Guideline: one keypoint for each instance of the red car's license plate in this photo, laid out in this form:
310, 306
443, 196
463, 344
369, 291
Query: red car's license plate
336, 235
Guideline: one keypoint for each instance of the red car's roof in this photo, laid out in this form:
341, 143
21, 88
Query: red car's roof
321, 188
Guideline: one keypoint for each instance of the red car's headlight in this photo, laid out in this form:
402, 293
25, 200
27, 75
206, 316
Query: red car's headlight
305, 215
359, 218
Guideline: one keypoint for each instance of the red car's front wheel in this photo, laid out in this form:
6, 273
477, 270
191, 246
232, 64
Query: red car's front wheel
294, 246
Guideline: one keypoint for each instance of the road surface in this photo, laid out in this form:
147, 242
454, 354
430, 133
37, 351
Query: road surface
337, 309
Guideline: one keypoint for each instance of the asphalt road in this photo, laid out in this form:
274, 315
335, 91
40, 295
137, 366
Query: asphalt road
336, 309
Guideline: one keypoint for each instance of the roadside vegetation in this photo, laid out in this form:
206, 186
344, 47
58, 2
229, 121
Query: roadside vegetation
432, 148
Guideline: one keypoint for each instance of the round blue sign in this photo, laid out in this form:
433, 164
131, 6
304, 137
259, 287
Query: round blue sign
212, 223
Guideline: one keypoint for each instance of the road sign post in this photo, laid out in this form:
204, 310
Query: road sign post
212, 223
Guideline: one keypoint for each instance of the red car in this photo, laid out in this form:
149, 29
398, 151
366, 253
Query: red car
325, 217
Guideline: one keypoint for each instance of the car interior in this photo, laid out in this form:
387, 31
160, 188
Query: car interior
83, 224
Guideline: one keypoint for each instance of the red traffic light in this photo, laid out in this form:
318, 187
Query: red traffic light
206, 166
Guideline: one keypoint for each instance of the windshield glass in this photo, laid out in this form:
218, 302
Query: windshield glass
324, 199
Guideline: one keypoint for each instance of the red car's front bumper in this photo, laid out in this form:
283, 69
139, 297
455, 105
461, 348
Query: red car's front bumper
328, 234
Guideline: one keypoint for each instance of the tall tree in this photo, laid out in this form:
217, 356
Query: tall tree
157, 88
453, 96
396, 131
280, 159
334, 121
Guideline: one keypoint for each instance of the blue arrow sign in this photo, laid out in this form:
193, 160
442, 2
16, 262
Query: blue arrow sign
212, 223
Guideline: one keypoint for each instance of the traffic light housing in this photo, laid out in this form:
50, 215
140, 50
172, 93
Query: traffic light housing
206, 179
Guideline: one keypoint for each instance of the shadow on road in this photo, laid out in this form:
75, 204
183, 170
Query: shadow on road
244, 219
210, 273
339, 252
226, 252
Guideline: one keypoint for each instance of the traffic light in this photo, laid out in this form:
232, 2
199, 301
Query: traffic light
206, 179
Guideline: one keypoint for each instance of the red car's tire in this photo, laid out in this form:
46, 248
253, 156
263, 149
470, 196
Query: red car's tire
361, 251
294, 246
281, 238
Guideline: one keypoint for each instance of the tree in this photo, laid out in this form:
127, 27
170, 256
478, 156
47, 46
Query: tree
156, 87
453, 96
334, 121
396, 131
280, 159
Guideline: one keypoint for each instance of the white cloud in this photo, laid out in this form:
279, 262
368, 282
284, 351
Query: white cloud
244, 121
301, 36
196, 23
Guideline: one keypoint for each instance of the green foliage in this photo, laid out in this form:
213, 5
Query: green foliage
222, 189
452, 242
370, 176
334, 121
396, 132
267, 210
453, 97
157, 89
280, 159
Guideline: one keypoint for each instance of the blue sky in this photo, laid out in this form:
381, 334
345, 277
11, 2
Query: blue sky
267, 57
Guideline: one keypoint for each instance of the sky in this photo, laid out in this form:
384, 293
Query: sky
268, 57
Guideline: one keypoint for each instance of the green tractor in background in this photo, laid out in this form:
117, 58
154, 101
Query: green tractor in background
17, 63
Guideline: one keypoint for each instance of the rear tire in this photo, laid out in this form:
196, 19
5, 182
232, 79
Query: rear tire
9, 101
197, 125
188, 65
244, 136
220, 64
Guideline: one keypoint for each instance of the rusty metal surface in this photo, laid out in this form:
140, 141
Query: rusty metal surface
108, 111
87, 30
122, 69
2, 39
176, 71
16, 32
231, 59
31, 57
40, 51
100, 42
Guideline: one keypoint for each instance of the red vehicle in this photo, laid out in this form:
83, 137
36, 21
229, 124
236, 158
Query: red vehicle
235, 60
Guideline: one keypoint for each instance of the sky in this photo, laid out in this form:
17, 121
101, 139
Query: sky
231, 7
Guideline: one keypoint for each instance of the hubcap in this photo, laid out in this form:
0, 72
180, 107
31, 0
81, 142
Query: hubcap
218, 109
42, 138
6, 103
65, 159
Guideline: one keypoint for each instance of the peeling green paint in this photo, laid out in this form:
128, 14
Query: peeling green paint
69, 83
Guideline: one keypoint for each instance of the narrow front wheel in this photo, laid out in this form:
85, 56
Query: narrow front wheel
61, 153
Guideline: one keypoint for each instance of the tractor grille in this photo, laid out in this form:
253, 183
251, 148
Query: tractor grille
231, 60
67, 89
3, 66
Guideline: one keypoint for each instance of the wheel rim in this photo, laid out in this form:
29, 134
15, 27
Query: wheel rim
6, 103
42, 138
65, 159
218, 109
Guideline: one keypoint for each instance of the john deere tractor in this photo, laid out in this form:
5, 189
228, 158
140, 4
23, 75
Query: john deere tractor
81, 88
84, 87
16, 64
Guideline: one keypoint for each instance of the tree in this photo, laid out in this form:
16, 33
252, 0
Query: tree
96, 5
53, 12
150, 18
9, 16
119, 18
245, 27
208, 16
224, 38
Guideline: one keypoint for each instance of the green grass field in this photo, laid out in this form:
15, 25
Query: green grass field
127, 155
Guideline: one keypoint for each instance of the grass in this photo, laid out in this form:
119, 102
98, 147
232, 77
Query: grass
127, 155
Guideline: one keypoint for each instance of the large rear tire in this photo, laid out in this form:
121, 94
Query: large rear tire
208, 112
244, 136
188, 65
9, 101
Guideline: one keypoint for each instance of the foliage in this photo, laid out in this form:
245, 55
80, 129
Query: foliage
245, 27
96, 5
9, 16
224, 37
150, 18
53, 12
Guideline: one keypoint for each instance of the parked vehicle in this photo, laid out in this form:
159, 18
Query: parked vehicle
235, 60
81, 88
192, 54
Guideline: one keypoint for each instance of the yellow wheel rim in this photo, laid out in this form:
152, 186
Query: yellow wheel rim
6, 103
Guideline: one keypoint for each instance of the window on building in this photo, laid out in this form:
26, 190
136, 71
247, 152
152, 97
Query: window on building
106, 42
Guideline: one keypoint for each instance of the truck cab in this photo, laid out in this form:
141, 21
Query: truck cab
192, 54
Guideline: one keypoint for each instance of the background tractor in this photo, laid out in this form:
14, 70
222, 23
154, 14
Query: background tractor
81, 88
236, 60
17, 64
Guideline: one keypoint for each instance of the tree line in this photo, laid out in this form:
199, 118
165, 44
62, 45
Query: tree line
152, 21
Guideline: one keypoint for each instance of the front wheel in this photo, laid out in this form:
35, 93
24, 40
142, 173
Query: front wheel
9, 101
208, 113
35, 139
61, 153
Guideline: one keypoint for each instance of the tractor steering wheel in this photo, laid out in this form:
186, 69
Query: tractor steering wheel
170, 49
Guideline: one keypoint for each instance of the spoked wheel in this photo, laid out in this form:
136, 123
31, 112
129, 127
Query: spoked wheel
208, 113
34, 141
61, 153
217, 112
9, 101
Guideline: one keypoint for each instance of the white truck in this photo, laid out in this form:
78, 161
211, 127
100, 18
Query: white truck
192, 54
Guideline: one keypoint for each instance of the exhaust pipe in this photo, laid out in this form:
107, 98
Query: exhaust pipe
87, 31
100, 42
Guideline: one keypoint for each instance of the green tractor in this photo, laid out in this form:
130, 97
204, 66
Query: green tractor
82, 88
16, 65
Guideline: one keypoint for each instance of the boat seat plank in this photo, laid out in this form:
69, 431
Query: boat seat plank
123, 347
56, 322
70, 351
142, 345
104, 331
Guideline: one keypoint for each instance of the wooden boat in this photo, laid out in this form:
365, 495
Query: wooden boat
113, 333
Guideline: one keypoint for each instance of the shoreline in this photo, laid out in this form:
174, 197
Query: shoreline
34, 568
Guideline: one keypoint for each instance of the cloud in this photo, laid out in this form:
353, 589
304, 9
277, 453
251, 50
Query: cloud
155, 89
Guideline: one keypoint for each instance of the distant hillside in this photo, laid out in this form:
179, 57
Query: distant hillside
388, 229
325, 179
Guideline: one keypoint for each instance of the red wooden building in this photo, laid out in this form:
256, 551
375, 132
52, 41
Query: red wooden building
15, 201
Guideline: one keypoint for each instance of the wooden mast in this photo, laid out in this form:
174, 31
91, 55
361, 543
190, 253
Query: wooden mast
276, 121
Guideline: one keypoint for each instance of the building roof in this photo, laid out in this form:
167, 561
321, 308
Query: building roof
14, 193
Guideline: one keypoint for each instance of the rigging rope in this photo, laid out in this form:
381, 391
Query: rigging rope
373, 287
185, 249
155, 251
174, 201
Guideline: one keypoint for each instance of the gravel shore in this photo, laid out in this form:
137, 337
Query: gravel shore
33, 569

━━━━━━━━

# [Prompt]
Reproduce every line of the data from the line with "Guideline: one keypoint for each instance of the building" up to and including the last line of the data. Multiply each answer coordinate by 1.35 and round it to a whole number, rounding halves up. Leave the sample coordinates that show the layout unchanged.

# [Written solution]
Guideline: one keypoint for each instance of the building roof in this photo, laid out in this form:
167, 561
321, 308
Query: building roof
19, 261
Guideline: one keypoint for each instance of the rigging rope in this photo, laid out in this form:
381, 391
Query: rigging rope
504, 387
250, 336
209, 339
235, 271
Guideline: one keypoint for each instance of the gravel shore in this photo, laid out in this form:
137, 337
Query: gravel shore
45, 768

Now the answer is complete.